La rhétorique du miroir déformant

[ Pour continuer dans ces histoires d’argumentaires, voici la réédition de l’article de Lapa qui fait suite à celui sur le Point Clouseau. Bonne lecture. César.]

Après le point godwin, le point Clouseau, le point Morice[1], voici une autre rhétorique habituelle des commentateurs d’internet. Elle est relativement simple et utilisée sur presque tous les fils de discussion où il y a bataille d’argumentaires.

Elle consiste tout simplement à prendre systématiquement un exemple de faits s’approchant du sujet et qu’on pourrait croire similaires mais non abordés par l’auteur comme seul argument de questionnement.

== CONSIGNE ==
Prolongez le texte sur la rhétorique du miroir déformant en reprenant juste après sa dernière phrase.

== DONNÉES ==
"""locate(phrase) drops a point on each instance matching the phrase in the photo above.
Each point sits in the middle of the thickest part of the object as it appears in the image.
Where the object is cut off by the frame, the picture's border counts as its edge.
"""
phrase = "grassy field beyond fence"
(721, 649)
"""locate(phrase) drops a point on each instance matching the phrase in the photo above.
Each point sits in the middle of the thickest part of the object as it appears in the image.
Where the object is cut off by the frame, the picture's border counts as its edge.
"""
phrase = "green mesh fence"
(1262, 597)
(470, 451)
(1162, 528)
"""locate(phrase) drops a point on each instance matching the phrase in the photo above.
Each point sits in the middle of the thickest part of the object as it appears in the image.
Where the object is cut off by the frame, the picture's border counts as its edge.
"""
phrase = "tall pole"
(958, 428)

== RÉSULTAT ATTENDU ==
Un exemple:

un article va parler des violences faites aux femmes. Vous avez 95% de chances qu’un commentateur vienne sortir soit un exemple d’un homme qui s’est fait tabasser par sa femme, ou alors le chiffre des 10-15% (?) d’hommes battus parmi les conjoints battus. Vous avez 95% de chance que ce commentateur ne soit là que pour « nuancer » les propos de l’auteur. Vous aurez 95%[2] de chances que ce commentateur n’argumente absolument pas sur les faits de l’article et qu’il ne prenne jamais position contre les faits reprochés (ou alors très timidement et après moultes sollicitations). En fait vous avez 100% de chances ou pas loin qu’un commentateur n’argumentant que de la sorte soit, en fait, un antiféministe farouche que les chiffres de la violence conjugale laissent de marbre et qui n’est là que pour contredire l’auteur, affaiblir son message,  mais sans passer pour un sale macho.

D’autres exemples?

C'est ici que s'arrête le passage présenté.